▶ _Extract to read_:
Femoral Head Ostectomy (FHO)

The FHO (Femoral Head Ostectomy) and FHNE (Femoral Head and Neck Excision) are synonymous. This surgery involves removal of the head (and a small portion of the neck) from the femur to relieve the bone on bone grinding that causes the pain associated with hip dysplasia. Just as the front limb of the dog and cat attaches to the spine by muscles only, the hip becomes a similar type of joint (a “false joint”). This procedure requires postoperative physical therapy that can usually be performed by the owner. In difficult situations, a referral to a rehabilitation center is necessary. When surveyed, at least 90% of owners are happy with the results of this surgery.

When the hip is luxated or dislocated and conservative management (replacing the the hip) is not successful or indicated, FHO is a viable option. Certain dogs will not qualify for conservative treatment. These dogs generally have hip dysplasia present or have been through failed attempts at reduction.

Another indication for FHO is a fracture of the head of the femur or of the acetabulum. If primary repair is not successful or cannot be performed due to the specifics of the fracture, FHO is a good alternative.

Legg­Calve­Perthes or aseptic necrosis of the femoral head usually occurs in young small breed dogs. The disease develops due to loss of blood supply to femoral neck. The femoral collapses onto the neck causing pain and lameness. FHO is an excellent option in these patients. Removal of the femoral head results in resolution of the pain. The femoral head may be submitted for biopsy to confirm the diagnosis.

▶ _Actions to take_:
a) From the text on femoral head ostectomy, extract the passage that begins at the words "The FHO (Femoral" and stops after "of this surgery.".
b) Answer these questions from the text on femoral head ostectomy:
(i) What does the abbreviation FHNE stand for?
(ii) What share of surveyed owners are happy with the results of this surgery?
(iii) In what kind of dogs does aseptic necrosis of the femoral head usually occur?

▶ _Data provided_:
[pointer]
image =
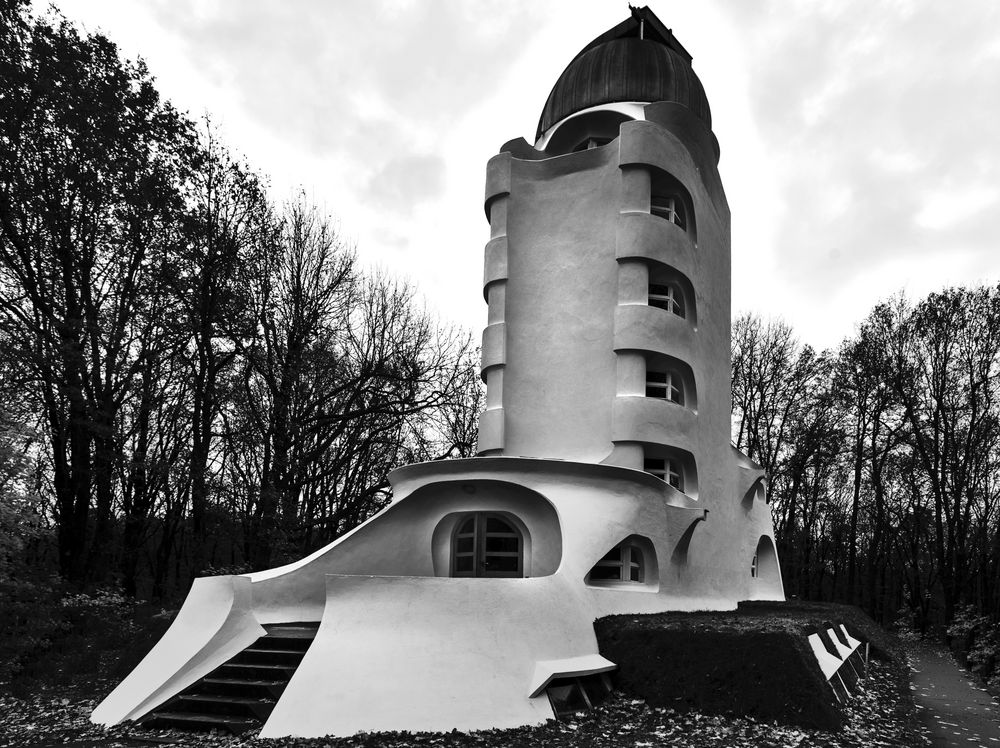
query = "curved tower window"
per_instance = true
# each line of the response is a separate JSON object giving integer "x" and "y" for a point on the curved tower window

▶ _Outputs in order_:
a)
The FHO (Femoral Head Ostectomy) and FHNE (Femoral Head and Neck Excision) are synonymous. This surgery involves removal of the head (and a small portion of the neck) from the femur to relieve the bone on bone grinding that causes the pain associated with hip dysplasia. Just as the front limb of the dog and cat attaches to the spine by muscles only, the hip becomes a similar type of joint (a “false joint”). This procedure requires postoperative physical therapy that can usually be performed by the owner. In difficult situations, a referral to a rehabilitation center is necessary. When surveyed, at least 90% of owners are happy with the results of this surgery.

b)
(i) Femoral Head and Neck Excision
(ii) At least 90%
(iii) Young small breed dogs